[Opening Material supplied section]

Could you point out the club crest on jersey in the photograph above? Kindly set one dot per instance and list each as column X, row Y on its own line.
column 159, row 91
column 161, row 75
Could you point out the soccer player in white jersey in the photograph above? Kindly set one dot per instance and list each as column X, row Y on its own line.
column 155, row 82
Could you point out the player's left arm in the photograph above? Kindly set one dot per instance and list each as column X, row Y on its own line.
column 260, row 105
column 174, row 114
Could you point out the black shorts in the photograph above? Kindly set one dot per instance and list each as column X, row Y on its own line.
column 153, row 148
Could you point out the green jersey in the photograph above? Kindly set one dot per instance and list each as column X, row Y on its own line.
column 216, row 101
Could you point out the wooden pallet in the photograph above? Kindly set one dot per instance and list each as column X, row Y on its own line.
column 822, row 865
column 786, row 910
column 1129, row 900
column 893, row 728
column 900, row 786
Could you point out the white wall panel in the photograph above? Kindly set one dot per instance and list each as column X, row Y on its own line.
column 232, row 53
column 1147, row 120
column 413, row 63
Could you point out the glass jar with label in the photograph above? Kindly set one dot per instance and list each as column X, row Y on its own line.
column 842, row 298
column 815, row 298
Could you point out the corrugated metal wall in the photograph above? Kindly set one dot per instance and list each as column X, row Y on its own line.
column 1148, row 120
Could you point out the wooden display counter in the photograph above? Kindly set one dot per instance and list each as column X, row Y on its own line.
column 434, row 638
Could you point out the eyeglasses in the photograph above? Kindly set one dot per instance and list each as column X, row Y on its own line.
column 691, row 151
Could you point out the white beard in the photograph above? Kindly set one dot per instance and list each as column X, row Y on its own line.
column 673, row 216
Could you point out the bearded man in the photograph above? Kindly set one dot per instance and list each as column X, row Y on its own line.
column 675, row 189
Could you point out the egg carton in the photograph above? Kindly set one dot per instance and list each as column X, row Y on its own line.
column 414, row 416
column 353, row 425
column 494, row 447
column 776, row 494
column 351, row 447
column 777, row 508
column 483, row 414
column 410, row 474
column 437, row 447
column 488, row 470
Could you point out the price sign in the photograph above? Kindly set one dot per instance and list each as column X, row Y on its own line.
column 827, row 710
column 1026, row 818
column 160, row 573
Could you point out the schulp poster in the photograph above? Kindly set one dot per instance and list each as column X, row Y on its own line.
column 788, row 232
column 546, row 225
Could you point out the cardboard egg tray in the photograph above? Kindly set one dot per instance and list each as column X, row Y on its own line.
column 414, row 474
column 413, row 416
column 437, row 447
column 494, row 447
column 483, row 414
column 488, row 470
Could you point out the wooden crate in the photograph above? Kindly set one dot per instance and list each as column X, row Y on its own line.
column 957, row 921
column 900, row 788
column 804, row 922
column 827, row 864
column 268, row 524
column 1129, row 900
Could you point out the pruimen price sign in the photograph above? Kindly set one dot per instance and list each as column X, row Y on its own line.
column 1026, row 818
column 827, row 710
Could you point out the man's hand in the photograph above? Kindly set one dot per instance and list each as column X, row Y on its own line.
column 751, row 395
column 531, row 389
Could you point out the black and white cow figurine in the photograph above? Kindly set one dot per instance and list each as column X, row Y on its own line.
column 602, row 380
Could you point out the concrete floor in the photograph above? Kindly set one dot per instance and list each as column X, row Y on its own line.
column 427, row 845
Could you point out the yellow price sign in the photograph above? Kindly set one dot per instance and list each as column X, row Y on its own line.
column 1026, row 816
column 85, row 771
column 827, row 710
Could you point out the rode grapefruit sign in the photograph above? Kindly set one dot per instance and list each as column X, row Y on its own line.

[Closing Material supplied section]

*Problem statement*.
Repeat every line of the records above exactly.

*Response for this exercise*.
Could you point out the club crest on jersey in the photograph above? Kindly set one dot per instance and list each as column X, row Y on its own line.
column 159, row 91
column 161, row 75
Could you point out the soccer player in white jersey in the photograph above? Kindly set one dot per instance and list each as column X, row Y on its own line.
column 155, row 82
Could you point out the player's left arm in the photograph above? Kindly set one dot per instance and list each as column X, row Y on its own line.
column 260, row 105
column 174, row 114
Could you point out the black shorts in the photograph above? Kindly set one dot per instance and list each as column X, row Y on its own line.
column 153, row 148
Could you point out the green jersey in the photograph above? Kindly set one dot per instance and list each as column X, row Y on its own line.
column 216, row 101
Could you point out the wooden pallet in the photograph above? Kindly set one dot per instance and list each as column X, row Y on its own line.
column 822, row 865
column 786, row 910
column 1129, row 900
column 893, row 728
column 900, row 786
Could you point out the white wall panel in the photograph above? Kindly set one dot per instance and list each as column X, row Y on its own line.
column 232, row 53
column 1147, row 120
column 413, row 63
Could you point out the glass jar with label in the photograph above? Kindly set one dot per instance and list each as column X, row Y on its own line.
column 842, row 298
column 815, row 298
Could you point out the corrugated metal wall in the photograph above? Kindly set one dot per instance and list each as column X, row Y on its own line.
column 1148, row 120
Could you point out the wooden display counter in the photograph above? Kindly set one dot per instance and list each as column X, row Y on its own line.
column 434, row 638
Could you point out the eyeglasses in the photograph above? Kindly set one dot per instance and list each as column X, row Y on its own line.
column 691, row 151
Could you point out the white beard in the photograph above? Kindly set one dot per instance and list each as column X, row Y on its own line.
column 673, row 216
Could you point out the bearded man in the photograph above? Kindly set one dot per instance and list each as column X, row Y on its own line.
column 675, row 189
Could you point out the egg carton in the photograph above? Kindly set one dot per instance and list each as column X, row Y on its own line.
column 414, row 416
column 353, row 425
column 494, row 447
column 776, row 494
column 351, row 447
column 777, row 508
column 483, row 414
column 410, row 474
column 437, row 447
column 488, row 470
Could you point out the price sign in the photograph above? Kindly set one dot per instance and list each as column X, row Y on its own line.
column 827, row 710
column 1026, row 818
column 160, row 573
Could you point out the schulp poster in the photograph above? Kindly set one dot per instance and list each as column X, row Y on its own line.
column 788, row 232
column 546, row 225
Could you point out the cardboard egg tray in the photograph above? Kindly set one dot per instance and list each as column X, row Y on its own line.
column 414, row 474
column 413, row 416
column 437, row 447
column 494, row 447
column 483, row 414
column 488, row 470
Could you point out the wooden crate in the photograph above? Kindly set one dot per instance and list each as column X, row Y on its own line.
column 957, row 921
column 900, row 788
column 804, row 922
column 827, row 864
column 268, row 524
column 1129, row 900
Could you point out the pruimen price sign in the photograph above? Kindly set one dot per instance and list each as column X, row Y on its own line.
column 1026, row 818
column 827, row 710
Could you point out the man's hand in the photograph above? Kindly set one dot per instance and list each as column X, row Y on its own line.
column 751, row 395
column 531, row 389
Could you point out the black and white cow figurine in the photograph above? Kindly set one dot per instance and list each as column X, row Y on its own line.
column 602, row 380
Could you point out the concrete floor in the photograph above? Kindly set one dot per instance and list each as column X, row Y on its own line.
column 427, row 845
Could you point out the yellow price sign in the photograph above? Kindly set one dot per instance and list each as column X, row Y on its own line.
column 1026, row 816
column 85, row 771
column 827, row 710
Could you point out the rode grapefruit sign in the photograph above? Kindly set one dot per instance and list each as column X, row Y on its own line.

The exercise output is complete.